• [Records excerpted from a collection]:
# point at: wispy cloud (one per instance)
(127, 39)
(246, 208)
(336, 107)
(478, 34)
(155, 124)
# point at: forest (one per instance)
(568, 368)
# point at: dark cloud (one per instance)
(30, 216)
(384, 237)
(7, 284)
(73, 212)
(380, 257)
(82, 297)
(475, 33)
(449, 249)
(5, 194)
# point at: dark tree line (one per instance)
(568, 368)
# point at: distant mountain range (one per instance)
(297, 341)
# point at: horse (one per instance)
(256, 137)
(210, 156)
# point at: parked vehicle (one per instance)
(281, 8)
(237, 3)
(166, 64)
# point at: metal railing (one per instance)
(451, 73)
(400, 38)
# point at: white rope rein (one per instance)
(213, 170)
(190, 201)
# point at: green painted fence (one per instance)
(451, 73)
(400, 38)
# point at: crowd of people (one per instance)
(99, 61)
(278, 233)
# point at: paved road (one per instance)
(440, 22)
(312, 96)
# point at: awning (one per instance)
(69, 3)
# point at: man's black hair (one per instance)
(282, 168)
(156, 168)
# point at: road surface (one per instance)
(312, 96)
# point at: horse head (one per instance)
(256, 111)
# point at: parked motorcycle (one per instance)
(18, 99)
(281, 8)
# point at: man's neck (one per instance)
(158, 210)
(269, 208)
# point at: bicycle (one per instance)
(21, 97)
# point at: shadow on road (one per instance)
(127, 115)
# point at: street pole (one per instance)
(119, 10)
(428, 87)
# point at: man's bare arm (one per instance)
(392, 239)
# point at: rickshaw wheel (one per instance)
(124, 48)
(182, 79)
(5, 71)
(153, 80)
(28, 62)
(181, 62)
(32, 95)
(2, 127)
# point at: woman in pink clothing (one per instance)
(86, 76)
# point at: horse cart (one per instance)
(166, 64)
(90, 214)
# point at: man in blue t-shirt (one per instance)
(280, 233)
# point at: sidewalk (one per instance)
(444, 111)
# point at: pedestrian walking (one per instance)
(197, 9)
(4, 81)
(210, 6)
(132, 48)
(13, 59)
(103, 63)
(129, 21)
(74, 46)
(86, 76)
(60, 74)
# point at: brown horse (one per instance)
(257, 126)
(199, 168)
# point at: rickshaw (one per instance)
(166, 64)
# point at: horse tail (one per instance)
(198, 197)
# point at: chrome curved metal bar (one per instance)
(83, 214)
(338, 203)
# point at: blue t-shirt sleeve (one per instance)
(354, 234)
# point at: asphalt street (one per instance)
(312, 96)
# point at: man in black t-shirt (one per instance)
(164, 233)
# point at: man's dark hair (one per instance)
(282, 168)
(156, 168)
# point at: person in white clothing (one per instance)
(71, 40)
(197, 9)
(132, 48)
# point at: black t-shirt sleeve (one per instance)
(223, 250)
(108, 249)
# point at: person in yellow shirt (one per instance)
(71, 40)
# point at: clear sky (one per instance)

• [Set task]:
Quote the whole listing above, leaving nothing out.

• [Answer for this exercise]:
# point at: wispy cloud (one per instance)
(127, 39)
(246, 208)
(336, 107)
(478, 34)
(155, 124)
# point at: forest (one per instance)
(568, 368)
# point at: dark cloud (one per instance)
(30, 216)
(384, 237)
(7, 284)
(73, 212)
(380, 257)
(82, 297)
(475, 33)
(449, 249)
(5, 194)
# point at: dark tree line (one per instance)
(568, 368)
# point at: distant mountain range (one per instance)
(297, 341)
# point at: horse (one per instance)
(256, 137)
(210, 156)
# point at: parked vehicle (one per instance)
(281, 8)
(237, 3)
(166, 64)
# point at: metal railing (one per instance)
(451, 73)
(400, 38)
# point at: white rope rein (one per instance)
(213, 170)
(190, 201)
# point at: green painted fence (one per instance)
(451, 73)
(400, 38)
# point at: crowd of people (one per instance)
(99, 61)
(278, 233)
# point at: paved road (one per instance)
(440, 22)
(312, 96)
# point at: awning (one per instance)
(69, 3)
# point at: man's black hair (one per instance)
(282, 168)
(156, 168)
# point at: road surface (one per instance)
(312, 96)
# point at: horse head (one per instance)
(256, 111)
# point at: parked motorcycle (one per instance)
(18, 99)
(281, 8)
# point at: man's neck (one per instance)
(158, 210)
(269, 208)
# point at: bicycle (one per instance)
(21, 97)
# point at: shadow on road (one per instance)
(127, 115)
# point at: street pole (one per instance)
(119, 10)
(428, 87)
# point at: man's bare arm (one per instance)
(392, 239)
# point at: rickshaw wheel (one per instance)
(124, 48)
(182, 79)
(5, 71)
(153, 80)
(28, 62)
(181, 62)
(32, 95)
(2, 127)
# point at: woman in pink clothing (one per instance)
(86, 76)
# point at: horse cart (one per instance)
(166, 64)
(90, 214)
# point at: man in blue t-shirt (one per instance)
(280, 233)
# point at: sidewalk (one per instance)
(444, 111)
# point at: pedestrian walking (one per instance)
(197, 9)
(4, 81)
(210, 6)
(132, 48)
(13, 59)
(103, 63)
(129, 21)
(74, 46)
(86, 76)
(60, 74)
# point at: brown horse (one per instance)
(257, 126)
(199, 168)
# point at: rickshaw (one per instance)
(166, 64)
# point at: horse tail (one per instance)
(198, 197)
# point at: chrome curved metal bar (one per instance)
(83, 214)
(338, 203)
# point at: blue t-shirt sleeve (one per instance)
(354, 234)
# point at: asphalt street (one per instance)
(312, 96)
# point at: man in black t-shirt (one per instance)
(164, 233)
# point at: man's dark hair (one per instance)
(282, 168)
(156, 168)
# point at: person in white clothing (one per instance)
(71, 40)
(197, 9)
(132, 48)
# point at: black t-shirt sleeve (one per instance)
(223, 250)
(108, 249)
# point at: person in yellow shirt (one per instance)
(71, 40)
# point at: clear sky (one per instance)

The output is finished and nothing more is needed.